Directions for this task: Would you write out each line of the material below exactly, skipping every picture?
========================================================================
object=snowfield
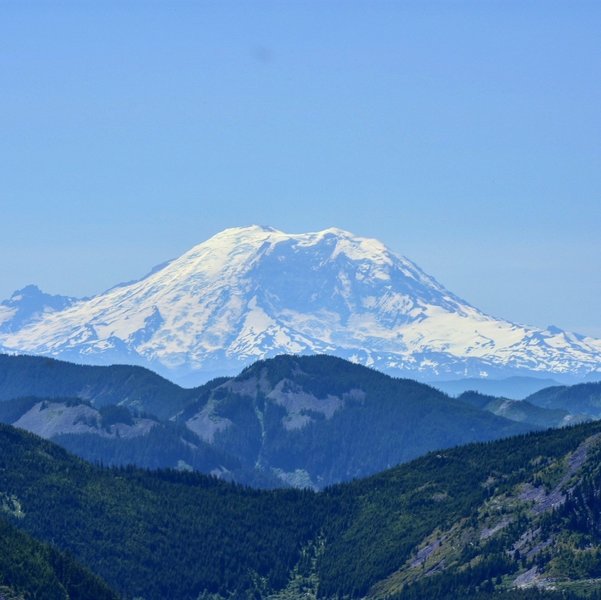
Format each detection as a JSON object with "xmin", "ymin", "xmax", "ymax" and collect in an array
[{"xmin": 1, "ymin": 225, "xmax": 600, "ymax": 383}]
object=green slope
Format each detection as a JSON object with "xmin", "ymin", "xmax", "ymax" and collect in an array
[
  {"xmin": 0, "ymin": 424, "xmax": 325, "ymax": 599},
  {"xmin": 4, "ymin": 420, "xmax": 601, "ymax": 598},
  {"xmin": 318, "ymin": 423, "xmax": 601, "ymax": 598},
  {"xmin": 0, "ymin": 514, "xmax": 118, "ymax": 600}
]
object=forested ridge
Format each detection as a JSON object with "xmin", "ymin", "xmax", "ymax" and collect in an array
[
  {"xmin": 0, "ymin": 353, "xmax": 539, "ymax": 489},
  {"xmin": 0, "ymin": 514, "xmax": 117, "ymax": 600},
  {"xmin": 4, "ymin": 420, "xmax": 601, "ymax": 598},
  {"xmin": 0, "ymin": 354, "xmax": 199, "ymax": 419}
]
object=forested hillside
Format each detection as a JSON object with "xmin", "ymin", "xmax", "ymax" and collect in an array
[
  {"xmin": 0, "ymin": 514, "xmax": 117, "ymax": 600},
  {"xmin": 175, "ymin": 355, "xmax": 536, "ymax": 488},
  {"xmin": 4, "ymin": 420, "xmax": 601, "ymax": 598},
  {"xmin": 0, "ymin": 354, "xmax": 538, "ymax": 489},
  {"xmin": 457, "ymin": 390, "xmax": 585, "ymax": 428},
  {"xmin": 0, "ymin": 354, "xmax": 200, "ymax": 419},
  {"xmin": 525, "ymin": 382, "xmax": 601, "ymax": 418}
]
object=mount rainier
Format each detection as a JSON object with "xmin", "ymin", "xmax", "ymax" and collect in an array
[{"xmin": 1, "ymin": 225, "xmax": 599, "ymax": 384}]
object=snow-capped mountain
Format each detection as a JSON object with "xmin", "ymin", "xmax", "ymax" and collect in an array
[
  {"xmin": 0, "ymin": 285, "xmax": 78, "ymax": 334},
  {"xmin": 1, "ymin": 226, "xmax": 600, "ymax": 384}
]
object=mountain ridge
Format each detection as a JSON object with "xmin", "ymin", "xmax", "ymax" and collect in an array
[{"xmin": 0, "ymin": 352, "xmax": 536, "ymax": 489}]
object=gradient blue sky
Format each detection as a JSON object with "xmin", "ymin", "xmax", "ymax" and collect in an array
[{"xmin": 1, "ymin": 1, "xmax": 600, "ymax": 336}]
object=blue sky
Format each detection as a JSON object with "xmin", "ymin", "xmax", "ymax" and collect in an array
[{"xmin": 1, "ymin": 1, "xmax": 600, "ymax": 336}]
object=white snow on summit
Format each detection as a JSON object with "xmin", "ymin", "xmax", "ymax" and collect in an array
[{"xmin": 0, "ymin": 226, "xmax": 599, "ymax": 383}]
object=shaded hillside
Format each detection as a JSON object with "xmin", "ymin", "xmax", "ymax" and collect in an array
[
  {"xmin": 435, "ymin": 376, "xmax": 561, "ymax": 400},
  {"xmin": 5, "ymin": 420, "xmax": 601, "ymax": 598},
  {"xmin": 176, "ymin": 355, "xmax": 534, "ymax": 488},
  {"xmin": 526, "ymin": 382, "xmax": 601, "ymax": 418},
  {"xmin": 0, "ymin": 353, "xmax": 535, "ymax": 489},
  {"xmin": 2, "ymin": 354, "xmax": 598, "ymax": 491},
  {"xmin": 0, "ymin": 515, "xmax": 117, "ymax": 600},
  {"xmin": 457, "ymin": 391, "xmax": 586, "ymax": 428},
  {"xmin": 0, "ymin": 354, "xmax": 201, "ymax": 419},
  {"xmin": 0, "ymin": 396, "xmax": 281, "ymax": 489},
  {"xmin": 0, "ymin": 424, "xmax": 325, "ymax": 600}
]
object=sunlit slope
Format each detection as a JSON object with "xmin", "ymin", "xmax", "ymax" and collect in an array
[{"xmin": 2, "ymin": 226, "xmax": 599, "ymax": 382}]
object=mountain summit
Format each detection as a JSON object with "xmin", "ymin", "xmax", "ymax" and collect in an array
[{"xmin": 1, "ymin": 226, "xmax": 599, "ymax": 383}]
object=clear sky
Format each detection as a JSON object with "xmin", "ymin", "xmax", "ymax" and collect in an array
[{"xmin": 1, "ymin": 1, "xmax": 599, "ymax": 336}]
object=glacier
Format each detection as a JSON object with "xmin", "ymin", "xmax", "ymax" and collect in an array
[{"xmin": 1, "ymin": 225, "xmax": 599, "ymax": 385}]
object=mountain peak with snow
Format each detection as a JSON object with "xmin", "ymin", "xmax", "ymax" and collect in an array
[
  {"xmin": 0, "ymin": 285, "xmax": 79, "ymax": 335},
  {"xmin": 1, "ymin": 226, "xmax": 599, "ymax": 384}
]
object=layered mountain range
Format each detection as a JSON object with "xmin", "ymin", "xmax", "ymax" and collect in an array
[
  {"xmin": 1, "ymin": 226, "xmax": 600, "ymax": 384},
  {"xmin": 1, "ymin": 353, "xmax": 599, "ymax": 489}
]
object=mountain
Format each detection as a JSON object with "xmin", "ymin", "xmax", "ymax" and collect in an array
[
  {"xmin": 4, "ymin": 418, "xmax": 601, "ymax": 598},
  {"xmin": 175, "ymin": 354, "xmax": 535, "ymax": 488},
  {"xmin": 435, "ymin": 376, "xmax": 562, "ymax": 400},
  {"xmin": 3, "ymin": 353, "xmax": 600, "ymax": 490},
  {"xmin": 0, "ymin": 353, "xmax": 198, "ymax": 419},
  {"xmin": 0, "ymin": 395, "xmax": 282, "ymax": 488},
  {"xmin": 1, "ymin": 226, "xmax": 599, "ymax": 384},
  {"xmin": 0, "ymin": 285, "xmax": 78, "ymax": 334},
  {"xmin": 457, "ymin": 390, "xmax": 587, "ymax": 429},
  {"xmin": 0, "ymin": 353, "xmax": 537, "ymax": 489},
  {"xmin": 525, "ymin": 382, "xmax": 601, "ymax": 418}
]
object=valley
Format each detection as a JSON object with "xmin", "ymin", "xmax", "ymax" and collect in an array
========================================================================
Solution:
object=snowfield
Format each detection as a JSON object with "xmin", "ymin", "xmax", "ymax" and collect in an array
[{"xmin": 1, "ymin": 225, "xmax": 600, "ymax": 383}]
object=green slope
Format each detection as a JSON object with "xmin", "ymin", "xmax", "ymax" and collect in an array
[
  {"xmin": 0, "ymin": 424, "xmax": 325, "ymax": 599},
  {"xmin": 4, "ymin": 420, "xmax": 601, "ymax": 598},
  {"xmin": 318, "ymin": 423, "xmax": 601, "ymax": 598},
  {"xmin": 0, "ymin": 514, "xmax": 118, "ymax": 600}
]
object=forested ridge
Format each detection as a JSON object with "xmin", "ymin", "xmax", "ymax" and collect in an array
[
  {"xmin": 0, "ymin": 353, "xmax": 539, "ymax": 489},
  {"xmin": 0, "ymin": 514, "xmax": 117, "ymax": 600},
  {"xmin": 4, "ymin": 420, "xmax": 601, "ymax": 598},
  {"xmin": 0, "ymin": 354, "xmax": 199, "ymax": 419}
]
object=forested hillside
Format each detection as a JSON object with "xmin", "ymin", "xmax", "ymax" and collect in an array
[
  {"xmin": 0, "ymin": 514, "xmax": 117, "ymax": 600},
  {"xmin": 175, "ymin": 355, "xmax": 536, "ymax": 488},
  {"xmin": 4, "ymin": 420, "xmax": 601, "ymax": 598},
  {"xmin": 0, "ymin": 354, "xmax": 538, "ymax": 489},
  {"xmin": 457, "ymin": 390, "xmax": 585, "ymax": 428},
  {"xmin": 0, "ymin": 354, "xmax": 200, "ymax": 419},
  {"xmin": 525, "ymin": 382, "xmax": 601, "ymax": 418}
]
object=mount rainier
Format each detection as a JSON object with "xmin", "ymin", "xmax", "ymax" and collect in an array
[{"xmin": 1, "ymin": 225, "xmax": 599, "ymax": 384}]
object=snow-capped mountain
Format each detection as a JSON object with "xmin", "ymin", "xmax", "ymax" and collect in an array
[
  {"xmin": 0, "ymin": 285, "xmax": 78, "ymax": 334},
  {"xmin": 1, "ymin": 226, "xmax": 600, "ymax": 384}
]
object=mountain ridge
Format each detection as a JSON object with "xmin", "ymin", "xmax", "ymax" and collect in an array
[{"xmin": 0, "ymin": 352, "xmax": 536, "ymax": 489}]
object=gradient blue sky
Format each detection as a JSON object with "xmin", "ymin", "xmax", "ymax" and collect in an array
[{"xmin": 1, "ymin": 1, "xmax": 600, "ymax": 336}]
object=blue sky
Format each detection as a JSON object with "xmin", "ymin", "xmax", "ymax" and collect in an array
[{"xmin": 1, "ymin": 1, "xmax": 600, "ymax": 336}]
object=white snow on summit
Format each detection as a JSON object with "xmin", "ymin", "xmax", "ymax" and collect in an array
[{"xmin": 0, "ymin": 226, "xmax": 599, "ymax": 383}]
object=shaded hillside
Format each detection as a JSON object with "xmin", "ymin", "xmax", "ymax" and collect in an array
[
  {"xmin": 435, "ymin": 376, "xmax": 561, "ymax": 400},
  {"xmin": 5, "ymin": 420, "xmax": 601, "ymax": 598},
  {"xmin": 176, "ymin": 355, "xmax": 534, "ymax": 488},
  {"xmin": 526, "ymin": 382, "xmax": 601, "ymax": 418},
  {"xmin": 0, "ymin": 353, "xmax": 535, "ymax": 489},
  {"xmin": 2, "ymin": 354, "xmax": 598, "ymax": 491},
  {"xmin": 0, "ymin": 515, "xmax": 117, "ymax": 600},
  {"xmin": 457, "ymin": 391, "xmax": 586, "ymax": 428},
  {"xmin": 0, "ymin": 354, "xmax": 201, "ymax": 419},
  {"xmin": 0, "ymin": 396, "xmax": 281, "ymax": 489},
  {"xmin": 0, "ymin": 424, "xmax": 325, "ymax": 600}
]
object=sunlit slope
Format each detection as a JSON object with "xmin", "ymin", "xmax", "ymax" and collect in an array
[{"xmin": 2, "ymin": 226, "xmax": 599, "ymax": 382}]
object=mountain summit
Format each detection as a JSON object with "xmin", "ymin", "xmax", "ymax" and collect in an array
[{"xmin": 1, "ymin": 226, "xmax": 599, "ymax": 383}]
object=clear sky
Format each detection as a JSON object with "xmin", "ymin", "xmax", "ymax" and collect in an array
[{"xmin": 1, "ymin": 1, "xmax": 599, "ymax": 336}]
object=glacier
Format each detection as a JSON object with "xmin", "ymin", "xmax", "ymax" and collect in an array
[{"xmin": 1, "ymin": 225, "xmax": 599, "ymax": 385}]
object=mountain peak with snow
Format each detection as a JSON object with "xmin", "ymin", "xmax", "ymax" and collect in an array
[
  {"xmin": 0, "ymin": 285, "xmax": 79, "ymax": 335},
  {"xmin": 1, "ymin": 226, "xmax": 599, "ymax": 384}
]
object=layered mountain range
Format each detection as a JSON object with "xmin", "ymin", "xmax", "ymax" and collect in an array
[
  {"xmin": 1, "ymin": 226, "xmax": 600, "ymax": 384},
  {"xmin": 1, "ymin": 353, "xmax": 599, "ymax": 489}
]
object=mountain
Format each detection as a JSON object with "xmin", "ymin", "xmax", "ymax" and collect in an array
[
  {"xmin": 4, "ymin": 418, "xmax": 601, "ymax": 598},
  {"xmin": 175, "ymin": 354, "xmax": 535, "ymax": 488},
  {"xmin": 435, "ymin": 376, "xmax": 562, "ymax": 400},
  {"xmin": 3, "ymin": 353, "xmax": 600, "ymax": 490},
  {"xmin": 0, "ymin": 353, "xmax": 198, "ymax": 419},
  {"xmin": 0, "ymin": 395, "xmax": 282, "ymax": 488},
  {"xmin": 1, "ymin": 226, "xmax": 599, "ymax": 384},
  {"xmin": 0, "ymin": 285, "xmax": 78, "ymax": 334},
  {"xmin": 457, "ymin": 390, "xmax": 587, "ymax": 429},
  {"xmin": 0, "ymin": 353, "xmax": 537, "ymax": 489},
  {"xmin": 525, "ymin": 382, "xmax": 601, "ymax": 418}
]
object=valley
Format each detection as a JSON object with "xmin", "ymin", "xmax", "ymax" and collect in an array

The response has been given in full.